**TASK REQUIREMENTS:**
Check each line of the material below for "railing", then copy the ones that contain it.

▬▬▬▬▬▬

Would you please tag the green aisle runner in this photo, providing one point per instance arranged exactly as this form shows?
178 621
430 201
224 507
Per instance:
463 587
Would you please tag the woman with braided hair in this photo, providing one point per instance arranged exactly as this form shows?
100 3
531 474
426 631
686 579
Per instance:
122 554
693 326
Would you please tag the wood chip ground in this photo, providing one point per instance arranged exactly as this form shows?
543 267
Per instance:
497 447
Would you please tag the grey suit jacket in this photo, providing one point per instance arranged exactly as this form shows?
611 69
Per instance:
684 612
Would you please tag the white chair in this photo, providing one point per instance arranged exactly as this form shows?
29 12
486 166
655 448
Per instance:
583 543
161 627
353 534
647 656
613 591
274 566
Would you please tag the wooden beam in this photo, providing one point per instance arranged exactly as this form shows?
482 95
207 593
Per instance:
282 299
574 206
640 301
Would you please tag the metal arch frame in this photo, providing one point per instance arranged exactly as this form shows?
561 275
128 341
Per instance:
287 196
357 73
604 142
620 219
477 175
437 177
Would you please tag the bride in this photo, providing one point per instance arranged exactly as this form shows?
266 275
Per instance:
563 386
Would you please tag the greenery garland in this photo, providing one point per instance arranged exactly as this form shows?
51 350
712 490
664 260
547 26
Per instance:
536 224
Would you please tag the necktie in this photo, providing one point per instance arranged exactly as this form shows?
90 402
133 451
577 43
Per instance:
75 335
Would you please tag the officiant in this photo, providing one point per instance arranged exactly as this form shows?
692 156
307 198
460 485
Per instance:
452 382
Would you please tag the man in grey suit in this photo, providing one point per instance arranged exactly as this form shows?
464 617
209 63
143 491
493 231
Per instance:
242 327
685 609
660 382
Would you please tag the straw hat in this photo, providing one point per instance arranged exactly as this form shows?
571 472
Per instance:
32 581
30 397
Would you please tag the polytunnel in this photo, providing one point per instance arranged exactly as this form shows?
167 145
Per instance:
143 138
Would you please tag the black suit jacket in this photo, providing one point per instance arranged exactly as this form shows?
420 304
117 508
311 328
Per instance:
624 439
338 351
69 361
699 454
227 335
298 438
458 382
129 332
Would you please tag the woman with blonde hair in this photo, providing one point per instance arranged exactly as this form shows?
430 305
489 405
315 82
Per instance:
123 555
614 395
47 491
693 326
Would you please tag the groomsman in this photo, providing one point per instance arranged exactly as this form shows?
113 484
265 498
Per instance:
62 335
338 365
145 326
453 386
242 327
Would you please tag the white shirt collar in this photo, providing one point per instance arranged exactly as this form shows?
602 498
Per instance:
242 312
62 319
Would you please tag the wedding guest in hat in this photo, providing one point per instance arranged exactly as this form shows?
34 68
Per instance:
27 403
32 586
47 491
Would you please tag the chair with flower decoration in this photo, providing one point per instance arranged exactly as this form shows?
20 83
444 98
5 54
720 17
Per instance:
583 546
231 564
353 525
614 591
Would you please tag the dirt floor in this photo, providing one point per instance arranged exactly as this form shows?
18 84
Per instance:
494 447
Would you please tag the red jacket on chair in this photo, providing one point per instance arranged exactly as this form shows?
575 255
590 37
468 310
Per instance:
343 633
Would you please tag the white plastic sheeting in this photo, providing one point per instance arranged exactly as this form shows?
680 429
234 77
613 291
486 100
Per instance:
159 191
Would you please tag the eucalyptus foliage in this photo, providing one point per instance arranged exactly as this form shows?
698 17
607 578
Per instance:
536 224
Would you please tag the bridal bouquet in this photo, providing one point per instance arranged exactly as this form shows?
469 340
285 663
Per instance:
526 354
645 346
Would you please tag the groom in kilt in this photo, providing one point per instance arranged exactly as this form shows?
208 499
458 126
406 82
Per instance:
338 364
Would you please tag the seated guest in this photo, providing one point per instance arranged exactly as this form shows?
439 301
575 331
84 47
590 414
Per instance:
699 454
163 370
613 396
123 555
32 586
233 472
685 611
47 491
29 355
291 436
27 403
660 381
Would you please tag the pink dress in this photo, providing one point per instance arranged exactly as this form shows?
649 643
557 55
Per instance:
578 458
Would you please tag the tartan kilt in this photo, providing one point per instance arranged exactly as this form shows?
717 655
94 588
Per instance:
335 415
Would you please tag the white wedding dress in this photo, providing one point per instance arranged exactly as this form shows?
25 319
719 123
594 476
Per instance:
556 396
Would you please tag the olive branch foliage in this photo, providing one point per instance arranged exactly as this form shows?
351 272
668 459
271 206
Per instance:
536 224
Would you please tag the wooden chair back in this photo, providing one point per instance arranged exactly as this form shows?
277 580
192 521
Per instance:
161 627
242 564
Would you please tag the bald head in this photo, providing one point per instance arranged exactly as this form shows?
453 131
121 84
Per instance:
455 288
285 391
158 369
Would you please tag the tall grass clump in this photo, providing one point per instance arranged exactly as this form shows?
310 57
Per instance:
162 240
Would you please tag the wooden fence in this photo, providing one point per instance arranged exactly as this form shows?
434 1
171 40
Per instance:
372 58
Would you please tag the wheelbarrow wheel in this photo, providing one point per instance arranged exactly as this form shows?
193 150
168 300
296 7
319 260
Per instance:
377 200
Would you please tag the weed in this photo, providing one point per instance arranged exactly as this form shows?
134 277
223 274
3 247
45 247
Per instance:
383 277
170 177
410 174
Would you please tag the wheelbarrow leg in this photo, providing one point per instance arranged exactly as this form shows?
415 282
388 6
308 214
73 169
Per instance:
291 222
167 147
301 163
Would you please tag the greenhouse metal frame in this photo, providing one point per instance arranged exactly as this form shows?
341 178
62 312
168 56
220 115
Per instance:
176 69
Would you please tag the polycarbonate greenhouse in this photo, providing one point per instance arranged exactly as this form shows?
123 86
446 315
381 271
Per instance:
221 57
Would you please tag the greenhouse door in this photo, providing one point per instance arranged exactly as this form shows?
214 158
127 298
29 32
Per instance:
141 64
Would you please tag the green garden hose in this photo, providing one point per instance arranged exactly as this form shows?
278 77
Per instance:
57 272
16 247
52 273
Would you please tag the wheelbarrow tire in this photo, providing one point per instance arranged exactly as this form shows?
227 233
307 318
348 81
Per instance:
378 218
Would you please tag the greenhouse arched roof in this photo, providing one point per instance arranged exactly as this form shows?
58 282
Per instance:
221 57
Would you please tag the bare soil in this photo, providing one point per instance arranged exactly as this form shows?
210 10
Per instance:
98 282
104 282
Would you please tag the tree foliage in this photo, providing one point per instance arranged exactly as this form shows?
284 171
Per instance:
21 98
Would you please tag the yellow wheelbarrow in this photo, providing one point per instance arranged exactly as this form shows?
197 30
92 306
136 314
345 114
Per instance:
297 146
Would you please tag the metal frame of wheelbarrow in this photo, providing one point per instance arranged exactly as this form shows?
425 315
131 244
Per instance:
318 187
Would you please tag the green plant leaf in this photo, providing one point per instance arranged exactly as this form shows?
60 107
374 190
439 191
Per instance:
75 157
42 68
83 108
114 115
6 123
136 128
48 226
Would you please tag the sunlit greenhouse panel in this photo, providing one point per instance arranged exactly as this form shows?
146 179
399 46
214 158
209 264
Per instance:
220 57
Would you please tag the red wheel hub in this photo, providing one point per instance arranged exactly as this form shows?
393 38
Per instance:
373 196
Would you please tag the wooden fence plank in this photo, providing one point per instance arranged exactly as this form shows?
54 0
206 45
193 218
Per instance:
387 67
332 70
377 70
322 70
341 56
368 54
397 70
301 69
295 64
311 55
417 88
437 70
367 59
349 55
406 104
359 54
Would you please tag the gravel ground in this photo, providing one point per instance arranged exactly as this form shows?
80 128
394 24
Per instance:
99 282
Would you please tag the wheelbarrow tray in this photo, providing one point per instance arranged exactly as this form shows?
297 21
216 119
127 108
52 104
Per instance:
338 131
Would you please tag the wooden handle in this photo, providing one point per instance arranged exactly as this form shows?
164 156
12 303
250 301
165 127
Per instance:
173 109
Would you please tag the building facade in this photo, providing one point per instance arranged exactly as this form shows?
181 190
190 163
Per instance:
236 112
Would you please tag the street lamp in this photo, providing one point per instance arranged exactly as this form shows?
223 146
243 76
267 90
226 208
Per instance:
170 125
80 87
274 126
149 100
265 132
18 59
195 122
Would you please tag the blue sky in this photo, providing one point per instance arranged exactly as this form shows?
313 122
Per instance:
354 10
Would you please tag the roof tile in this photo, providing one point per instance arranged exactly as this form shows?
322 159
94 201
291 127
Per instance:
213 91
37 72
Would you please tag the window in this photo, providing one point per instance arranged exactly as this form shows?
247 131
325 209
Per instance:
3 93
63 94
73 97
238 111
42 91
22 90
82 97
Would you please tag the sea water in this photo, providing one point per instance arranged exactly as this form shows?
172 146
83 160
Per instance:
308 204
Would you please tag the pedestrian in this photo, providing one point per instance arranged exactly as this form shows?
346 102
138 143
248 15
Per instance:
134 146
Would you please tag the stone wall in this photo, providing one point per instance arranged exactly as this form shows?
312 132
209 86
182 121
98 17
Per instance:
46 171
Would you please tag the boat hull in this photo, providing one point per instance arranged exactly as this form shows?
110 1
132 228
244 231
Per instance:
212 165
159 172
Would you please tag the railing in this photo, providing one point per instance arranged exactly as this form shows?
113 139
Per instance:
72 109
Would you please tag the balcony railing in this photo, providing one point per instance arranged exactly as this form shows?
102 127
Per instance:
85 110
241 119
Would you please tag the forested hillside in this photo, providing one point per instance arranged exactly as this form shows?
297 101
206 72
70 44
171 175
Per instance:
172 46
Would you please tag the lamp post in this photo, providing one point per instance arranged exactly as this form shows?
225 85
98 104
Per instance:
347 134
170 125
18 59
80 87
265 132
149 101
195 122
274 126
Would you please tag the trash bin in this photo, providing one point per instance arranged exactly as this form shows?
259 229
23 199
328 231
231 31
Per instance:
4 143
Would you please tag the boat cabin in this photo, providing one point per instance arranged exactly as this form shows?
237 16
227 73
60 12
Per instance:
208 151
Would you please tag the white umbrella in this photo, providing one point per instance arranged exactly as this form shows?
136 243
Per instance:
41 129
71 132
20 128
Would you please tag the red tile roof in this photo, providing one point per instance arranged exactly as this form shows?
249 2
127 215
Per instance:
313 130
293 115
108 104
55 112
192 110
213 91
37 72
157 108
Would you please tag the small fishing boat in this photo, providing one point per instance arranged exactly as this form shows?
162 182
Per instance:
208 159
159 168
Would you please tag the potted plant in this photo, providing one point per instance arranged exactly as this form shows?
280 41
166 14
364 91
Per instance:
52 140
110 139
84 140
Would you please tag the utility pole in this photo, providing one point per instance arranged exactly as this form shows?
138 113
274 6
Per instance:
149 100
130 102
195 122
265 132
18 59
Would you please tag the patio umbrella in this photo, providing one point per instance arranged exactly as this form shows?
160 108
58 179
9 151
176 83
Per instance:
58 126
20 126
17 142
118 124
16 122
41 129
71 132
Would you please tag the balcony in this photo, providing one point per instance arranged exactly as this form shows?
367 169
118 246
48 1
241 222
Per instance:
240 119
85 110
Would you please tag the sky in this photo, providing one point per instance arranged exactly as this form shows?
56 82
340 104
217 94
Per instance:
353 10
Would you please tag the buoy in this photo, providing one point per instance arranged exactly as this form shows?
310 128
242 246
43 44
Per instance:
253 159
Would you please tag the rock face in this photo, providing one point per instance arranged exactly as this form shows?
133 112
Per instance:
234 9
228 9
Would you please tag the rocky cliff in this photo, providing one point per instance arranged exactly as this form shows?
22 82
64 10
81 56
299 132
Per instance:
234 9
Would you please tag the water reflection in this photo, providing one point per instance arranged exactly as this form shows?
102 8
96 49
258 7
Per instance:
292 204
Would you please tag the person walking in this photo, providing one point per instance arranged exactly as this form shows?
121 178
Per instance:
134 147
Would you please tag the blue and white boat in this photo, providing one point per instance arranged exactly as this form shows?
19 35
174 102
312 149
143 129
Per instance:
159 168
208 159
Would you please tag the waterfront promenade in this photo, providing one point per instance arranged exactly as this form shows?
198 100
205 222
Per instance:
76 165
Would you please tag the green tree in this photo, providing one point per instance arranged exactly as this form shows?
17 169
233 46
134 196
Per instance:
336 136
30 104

▬▬▬▬▬▬

**ANSWER TO THIS EXERCISE:**
Would you please tag the railing in this photo, providing one point per instance arranged exactly as this form shows?
Would you please tag the balcony railing in this photo, providing one point per instance arranged exactly as this form shows?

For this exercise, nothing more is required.